== PROVIDED TEXT ==
8.1 Geostatistical data

Remember: Areal data: discrete data

  • Continuous phenomenon (density of mosquito) but recorded at specific locations (trap for mosquito)

\[{Z(s) : s \in D \subset \mathbb{R}^2}\]

\(Z(s_1), ..., Z(s_n)\) observation of Z (spatial variable) at \(s_1, ..., s_n\) (locations)

8.1.1 Gaussian Random Fields (GRF)

A Gaussian random field (GRF) is a collection of random variables where the observations occur in a continuous domain, and where every finite collection [ex: latitude, longitude] of random variables has a multivariate normal distribution.

Random process = stochastic process

.. by definition it can’t be constant

8.1.2 Stationarity

  • strickly/strong stationary: a shift in location will not result in any change in the joint distribution of the random variables (ex: white noise)

  • weak stationary (second order): mean are constant on the domain \(D\) and covariances depend only on the difference between locations (\(h\)) :

\[Cov(Z(s), Z(s+h)) = C(h) \]

C is a covariance function (see later with Matèrn)

  • Intrinsic stationary: the variance between two locations relies only on the distance (\(h\)) (and not their location).

\(Var(Z(s+h) - Z(s))\) it is called a variogram

Remember: \(Var(X) = E[(X -E(X))^2]\)

\[ Var(Z(s + h) - Z(s)) = E\{Z(s+h) - Z(s) - E(Z(s+h) + Z(s))\}^2\]

We reorganize it:

\[2 \gamma = E\{(Z(s+h) - E(Z(s+h))) - (Z(s) - E(Z(s))))\}^2\]

\[2\gamma = E\{(Z(s+h) -E(Z(s+h)))^2\} + E\{(Z(s) - E(Z(s)))^2\} \\ - 2E\{(Z(s+h) - E\{(Z(s+h))\}) * (Z(s) - E\{(Z(s)\})\}\]

\[2\gamma = Var(Z(s+h)) + Var(Z(s)) - 2Cov(Z(s+h), Z(s)) \]

Remember that \(Var(Z(s+h)) = Var(Z(s))\):

\[ 2 \gamma = C(0) + C(0) - 2C(h)\]

Then a semivariogram is composed of \(C(0)\) (or nugget) and \(C(h)\) (or spatial covariance function)
===
== LISTING ==
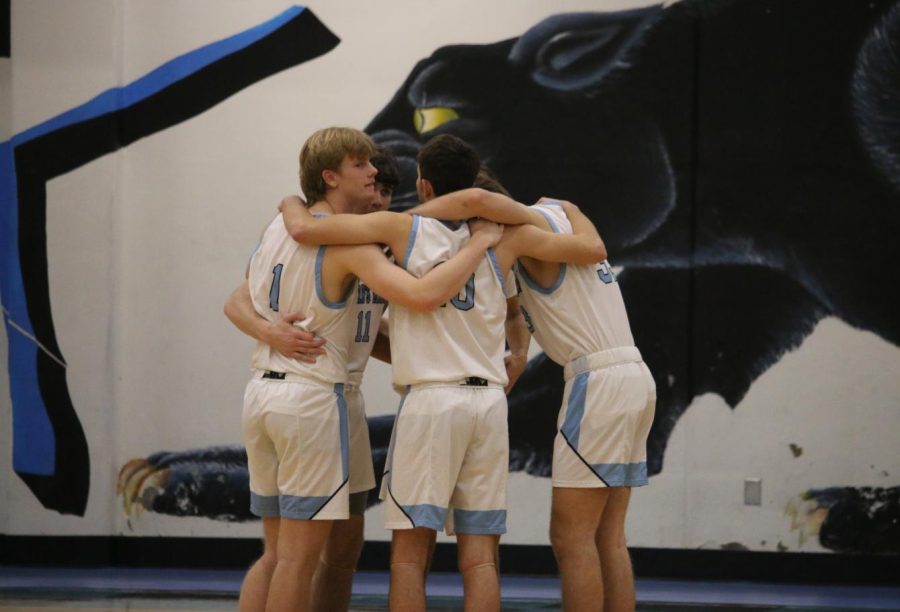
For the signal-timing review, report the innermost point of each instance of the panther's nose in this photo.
(405, 148)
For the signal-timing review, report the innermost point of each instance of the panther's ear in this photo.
(575, 51)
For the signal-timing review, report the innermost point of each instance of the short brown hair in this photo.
(449, 163)
(488, 181)
(325, 150)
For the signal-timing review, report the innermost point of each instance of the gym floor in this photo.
(47, 589)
===
SET PROBLEM 1:
List every type of stationarity that the geostatistics notes describe.
SET PROBLEM 2:
Carry on the geostatistics notes from their last sentence.

WRITTEN ANSWER 1:
- Strong stationary
- Weak stationary (second order)
- Intrinsic stationary

WRITTEN ANSWER 2:
\[ \gamma = C(0) - C(h) \]

We can also obtain the empirical semivariogram this way:

\[\hat{\gamma}(h) = \frac{1}{2|N(h)|}\sum_{N(h)}(Z(s_i) - Z(s_j))² \] #### Isotropy/Anisotropy

The direction of \(h\) does not matter only it’s length = isotropy

From Ch8

TODO maybe: draw it with R

let’s pick a distance \(d\), remember cov = var * cor

\[C(d) = \sigma² \rho(d), \quad d > 0 \]

\(\rho(d)\) is a correlation function when \(\rho(d) = 0\) it is called range, it is the minimun distance were random observation are said to be “independant”. This is very hard to get so we use effective range were we have a very low amount of correlation (usually 0.05).

8.1.3 Usefull covariance functions

They should not allow negative values for variance (yup variation can only be positive).

8.1.3.1 Exponential model

\[Cov(Z(s_i), Z(s_j)) = \sigma^2 exp(-k||s_i -s_j||) \]

h <- seq(from = 0, to = 1, by = .05)
sigma = 1

expo_model <- function(sigma, k, h) {
  sigma^2 * exp(-k * h)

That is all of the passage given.